● Objective
Quote, word for word, every line starting at the line that contains "For every instance of the bird's tail" and ending with the last line of the records; include both of these lines and no others.
-----
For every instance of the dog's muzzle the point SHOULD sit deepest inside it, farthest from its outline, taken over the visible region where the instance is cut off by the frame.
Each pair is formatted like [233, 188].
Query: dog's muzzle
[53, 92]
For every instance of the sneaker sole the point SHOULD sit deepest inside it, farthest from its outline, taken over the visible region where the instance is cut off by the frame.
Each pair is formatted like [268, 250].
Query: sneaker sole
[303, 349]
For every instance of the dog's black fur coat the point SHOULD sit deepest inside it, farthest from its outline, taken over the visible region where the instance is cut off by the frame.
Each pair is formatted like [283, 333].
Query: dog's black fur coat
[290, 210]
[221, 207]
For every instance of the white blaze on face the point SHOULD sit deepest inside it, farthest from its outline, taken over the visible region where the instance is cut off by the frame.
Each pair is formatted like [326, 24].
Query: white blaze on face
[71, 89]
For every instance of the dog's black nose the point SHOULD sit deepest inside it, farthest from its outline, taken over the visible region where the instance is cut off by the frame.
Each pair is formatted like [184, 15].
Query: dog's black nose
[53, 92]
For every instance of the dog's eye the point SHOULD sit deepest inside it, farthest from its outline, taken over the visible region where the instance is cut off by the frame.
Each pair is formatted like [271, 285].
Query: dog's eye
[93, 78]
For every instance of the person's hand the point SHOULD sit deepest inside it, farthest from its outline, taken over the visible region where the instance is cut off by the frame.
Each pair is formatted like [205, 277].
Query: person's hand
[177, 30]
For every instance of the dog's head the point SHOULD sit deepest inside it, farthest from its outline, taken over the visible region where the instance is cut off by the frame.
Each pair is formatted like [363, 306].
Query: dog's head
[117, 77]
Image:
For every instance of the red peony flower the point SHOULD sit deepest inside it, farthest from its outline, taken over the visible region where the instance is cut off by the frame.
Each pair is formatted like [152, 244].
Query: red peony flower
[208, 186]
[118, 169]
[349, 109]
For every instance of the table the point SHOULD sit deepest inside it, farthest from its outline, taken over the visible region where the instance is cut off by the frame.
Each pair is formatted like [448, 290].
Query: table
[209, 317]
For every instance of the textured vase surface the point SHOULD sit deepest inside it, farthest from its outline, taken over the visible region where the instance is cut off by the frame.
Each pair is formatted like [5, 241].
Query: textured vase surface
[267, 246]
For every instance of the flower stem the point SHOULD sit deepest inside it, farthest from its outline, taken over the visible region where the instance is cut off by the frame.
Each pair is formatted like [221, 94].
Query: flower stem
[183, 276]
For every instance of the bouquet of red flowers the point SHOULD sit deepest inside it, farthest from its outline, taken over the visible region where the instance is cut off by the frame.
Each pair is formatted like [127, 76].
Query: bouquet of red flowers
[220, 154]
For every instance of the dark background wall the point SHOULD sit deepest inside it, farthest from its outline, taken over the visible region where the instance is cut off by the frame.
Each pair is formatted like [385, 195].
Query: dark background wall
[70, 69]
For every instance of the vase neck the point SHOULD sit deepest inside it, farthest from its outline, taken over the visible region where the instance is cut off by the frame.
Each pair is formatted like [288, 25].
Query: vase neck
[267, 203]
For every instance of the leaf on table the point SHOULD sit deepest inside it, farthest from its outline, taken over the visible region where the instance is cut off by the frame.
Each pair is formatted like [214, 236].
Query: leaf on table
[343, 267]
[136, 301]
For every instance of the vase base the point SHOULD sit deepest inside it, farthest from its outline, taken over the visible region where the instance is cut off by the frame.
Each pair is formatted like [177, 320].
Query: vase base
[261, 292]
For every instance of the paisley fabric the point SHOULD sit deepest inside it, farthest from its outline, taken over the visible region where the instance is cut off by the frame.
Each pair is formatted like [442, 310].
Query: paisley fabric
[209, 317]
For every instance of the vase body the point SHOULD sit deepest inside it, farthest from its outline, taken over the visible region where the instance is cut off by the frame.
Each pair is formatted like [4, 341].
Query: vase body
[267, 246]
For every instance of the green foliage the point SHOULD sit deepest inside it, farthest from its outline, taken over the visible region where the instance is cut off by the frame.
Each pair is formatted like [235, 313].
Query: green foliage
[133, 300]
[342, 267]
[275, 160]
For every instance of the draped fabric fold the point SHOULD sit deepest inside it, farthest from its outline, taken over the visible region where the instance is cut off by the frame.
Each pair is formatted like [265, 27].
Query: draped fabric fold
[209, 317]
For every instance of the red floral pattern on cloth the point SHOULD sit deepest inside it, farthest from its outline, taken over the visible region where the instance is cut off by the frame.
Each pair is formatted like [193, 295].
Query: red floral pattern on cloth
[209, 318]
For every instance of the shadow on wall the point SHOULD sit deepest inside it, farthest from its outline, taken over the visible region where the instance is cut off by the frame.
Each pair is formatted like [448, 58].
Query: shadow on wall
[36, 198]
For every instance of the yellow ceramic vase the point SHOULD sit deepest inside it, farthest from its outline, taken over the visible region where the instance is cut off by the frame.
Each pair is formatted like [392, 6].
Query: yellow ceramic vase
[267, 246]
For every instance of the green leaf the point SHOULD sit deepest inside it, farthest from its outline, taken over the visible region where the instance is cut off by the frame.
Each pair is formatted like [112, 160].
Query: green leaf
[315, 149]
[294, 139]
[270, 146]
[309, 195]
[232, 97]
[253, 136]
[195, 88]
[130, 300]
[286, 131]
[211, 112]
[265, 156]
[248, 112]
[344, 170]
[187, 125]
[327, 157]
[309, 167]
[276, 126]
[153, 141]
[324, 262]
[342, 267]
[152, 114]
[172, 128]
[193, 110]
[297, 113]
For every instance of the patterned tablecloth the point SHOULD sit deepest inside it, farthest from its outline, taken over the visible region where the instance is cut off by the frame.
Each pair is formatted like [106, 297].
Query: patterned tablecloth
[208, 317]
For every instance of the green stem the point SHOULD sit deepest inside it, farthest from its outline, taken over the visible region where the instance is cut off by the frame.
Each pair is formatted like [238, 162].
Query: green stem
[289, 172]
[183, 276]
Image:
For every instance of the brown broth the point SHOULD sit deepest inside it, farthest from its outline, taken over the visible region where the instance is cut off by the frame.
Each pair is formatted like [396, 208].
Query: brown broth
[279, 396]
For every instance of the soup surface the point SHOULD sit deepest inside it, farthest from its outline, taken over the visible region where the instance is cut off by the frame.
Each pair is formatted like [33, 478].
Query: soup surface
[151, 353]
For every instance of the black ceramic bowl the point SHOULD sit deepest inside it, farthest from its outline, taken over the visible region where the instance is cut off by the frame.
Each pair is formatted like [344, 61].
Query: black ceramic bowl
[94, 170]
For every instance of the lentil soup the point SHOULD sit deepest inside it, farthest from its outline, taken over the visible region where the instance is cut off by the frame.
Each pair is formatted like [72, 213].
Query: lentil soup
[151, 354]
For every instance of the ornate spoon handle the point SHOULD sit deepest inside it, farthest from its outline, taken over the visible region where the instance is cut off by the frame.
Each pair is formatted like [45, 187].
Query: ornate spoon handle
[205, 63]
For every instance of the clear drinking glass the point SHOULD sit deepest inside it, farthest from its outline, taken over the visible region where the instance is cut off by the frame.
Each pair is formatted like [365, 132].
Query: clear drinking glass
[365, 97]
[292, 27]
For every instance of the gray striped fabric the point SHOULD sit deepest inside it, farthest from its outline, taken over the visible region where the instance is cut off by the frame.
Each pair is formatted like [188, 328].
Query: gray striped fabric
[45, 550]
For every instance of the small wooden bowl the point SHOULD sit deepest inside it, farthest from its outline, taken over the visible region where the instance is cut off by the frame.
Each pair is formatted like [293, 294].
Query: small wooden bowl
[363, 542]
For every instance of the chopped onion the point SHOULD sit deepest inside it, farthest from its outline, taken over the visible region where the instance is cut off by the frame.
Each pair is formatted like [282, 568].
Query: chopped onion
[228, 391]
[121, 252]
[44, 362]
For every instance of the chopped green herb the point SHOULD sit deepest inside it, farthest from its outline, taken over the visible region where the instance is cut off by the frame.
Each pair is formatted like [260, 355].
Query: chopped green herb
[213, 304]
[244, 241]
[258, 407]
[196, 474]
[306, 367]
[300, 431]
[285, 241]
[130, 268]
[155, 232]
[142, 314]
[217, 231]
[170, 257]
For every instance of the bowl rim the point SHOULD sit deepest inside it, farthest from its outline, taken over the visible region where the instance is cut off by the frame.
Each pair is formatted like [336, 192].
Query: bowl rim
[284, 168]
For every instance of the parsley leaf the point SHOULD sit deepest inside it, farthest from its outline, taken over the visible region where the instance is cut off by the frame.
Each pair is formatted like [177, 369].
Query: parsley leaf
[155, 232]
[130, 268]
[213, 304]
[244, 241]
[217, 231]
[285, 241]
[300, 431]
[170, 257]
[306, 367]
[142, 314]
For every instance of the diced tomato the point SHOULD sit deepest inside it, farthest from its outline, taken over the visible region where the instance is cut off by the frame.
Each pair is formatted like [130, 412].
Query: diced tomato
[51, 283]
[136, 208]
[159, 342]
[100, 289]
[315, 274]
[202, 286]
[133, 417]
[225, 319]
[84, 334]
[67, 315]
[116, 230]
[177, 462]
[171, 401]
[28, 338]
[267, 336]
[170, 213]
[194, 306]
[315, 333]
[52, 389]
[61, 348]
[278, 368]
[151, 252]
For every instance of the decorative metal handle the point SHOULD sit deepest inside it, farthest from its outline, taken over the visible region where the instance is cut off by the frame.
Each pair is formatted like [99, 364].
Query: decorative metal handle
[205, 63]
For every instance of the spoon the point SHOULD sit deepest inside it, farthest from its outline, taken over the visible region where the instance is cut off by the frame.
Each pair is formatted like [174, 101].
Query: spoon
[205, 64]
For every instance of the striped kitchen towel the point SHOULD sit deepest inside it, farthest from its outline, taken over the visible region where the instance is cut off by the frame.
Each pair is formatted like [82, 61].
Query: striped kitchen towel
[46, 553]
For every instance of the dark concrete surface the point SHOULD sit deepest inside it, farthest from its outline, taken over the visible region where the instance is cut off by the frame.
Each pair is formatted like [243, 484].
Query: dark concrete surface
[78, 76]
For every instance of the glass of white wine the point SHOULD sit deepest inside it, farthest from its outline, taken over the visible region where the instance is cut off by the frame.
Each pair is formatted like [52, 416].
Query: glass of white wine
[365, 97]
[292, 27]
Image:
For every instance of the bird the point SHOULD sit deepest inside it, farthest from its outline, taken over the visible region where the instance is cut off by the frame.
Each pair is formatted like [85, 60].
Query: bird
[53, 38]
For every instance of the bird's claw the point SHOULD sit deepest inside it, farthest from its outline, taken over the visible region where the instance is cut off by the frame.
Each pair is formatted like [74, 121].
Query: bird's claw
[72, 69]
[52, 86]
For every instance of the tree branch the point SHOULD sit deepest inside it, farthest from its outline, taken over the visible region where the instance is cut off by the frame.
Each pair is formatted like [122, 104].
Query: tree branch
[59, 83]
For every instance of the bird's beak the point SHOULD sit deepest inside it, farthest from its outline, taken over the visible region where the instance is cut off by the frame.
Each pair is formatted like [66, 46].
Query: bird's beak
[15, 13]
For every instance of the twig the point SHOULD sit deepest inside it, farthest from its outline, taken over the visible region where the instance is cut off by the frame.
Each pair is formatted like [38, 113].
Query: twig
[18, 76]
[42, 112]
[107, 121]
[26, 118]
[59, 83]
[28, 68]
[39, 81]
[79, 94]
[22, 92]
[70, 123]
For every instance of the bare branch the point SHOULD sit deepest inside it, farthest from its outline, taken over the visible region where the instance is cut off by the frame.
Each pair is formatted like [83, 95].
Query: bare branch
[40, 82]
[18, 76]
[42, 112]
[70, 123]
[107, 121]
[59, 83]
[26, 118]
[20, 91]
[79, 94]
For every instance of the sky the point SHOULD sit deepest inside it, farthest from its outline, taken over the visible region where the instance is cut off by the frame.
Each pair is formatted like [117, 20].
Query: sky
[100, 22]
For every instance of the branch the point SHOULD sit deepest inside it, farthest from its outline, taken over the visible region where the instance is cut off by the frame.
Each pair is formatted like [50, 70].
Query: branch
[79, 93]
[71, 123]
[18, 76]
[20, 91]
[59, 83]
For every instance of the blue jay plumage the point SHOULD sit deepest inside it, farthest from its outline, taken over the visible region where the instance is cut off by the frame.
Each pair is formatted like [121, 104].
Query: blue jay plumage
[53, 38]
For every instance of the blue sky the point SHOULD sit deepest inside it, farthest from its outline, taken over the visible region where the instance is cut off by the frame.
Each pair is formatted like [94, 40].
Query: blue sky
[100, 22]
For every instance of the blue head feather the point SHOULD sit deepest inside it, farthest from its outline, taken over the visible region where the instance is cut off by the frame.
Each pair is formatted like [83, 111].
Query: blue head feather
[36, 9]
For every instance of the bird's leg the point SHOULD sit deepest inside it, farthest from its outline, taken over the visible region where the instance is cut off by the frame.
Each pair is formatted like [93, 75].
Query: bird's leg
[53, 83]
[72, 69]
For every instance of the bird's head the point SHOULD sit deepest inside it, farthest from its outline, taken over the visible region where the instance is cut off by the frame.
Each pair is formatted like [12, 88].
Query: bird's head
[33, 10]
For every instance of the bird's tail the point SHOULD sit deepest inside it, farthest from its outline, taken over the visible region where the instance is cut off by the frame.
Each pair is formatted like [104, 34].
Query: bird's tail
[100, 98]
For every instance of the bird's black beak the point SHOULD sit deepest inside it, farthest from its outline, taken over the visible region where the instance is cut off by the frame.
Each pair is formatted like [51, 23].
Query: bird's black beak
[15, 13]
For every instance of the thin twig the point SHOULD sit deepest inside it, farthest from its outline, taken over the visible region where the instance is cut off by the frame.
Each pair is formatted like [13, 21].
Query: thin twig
-----
● Answer for the task
For every instance of the bird's tail the point SHOULD sit deepest inside it, farthest from its outline, taken over the visible region where the instance is cut off by the frame.
Each pair is formatted like [104, 34].
Query: bird's tail
[100, 98]
For every instance of the bird's black beak the point SHOULD sit deepest inside it, farthest from its outline, taken over the visible region where the instance is cut off by the frame.
Each pair is formatted like [51, 23].
Query: bird's black beak
[15, 13]
For every instance of the thin twig the point SHOULD sit deepest inside it, farthest from its outline, taken over the visible region where the instance is cut off by the frame.
Each pair is formatted like [13, 21].
Query: thin twig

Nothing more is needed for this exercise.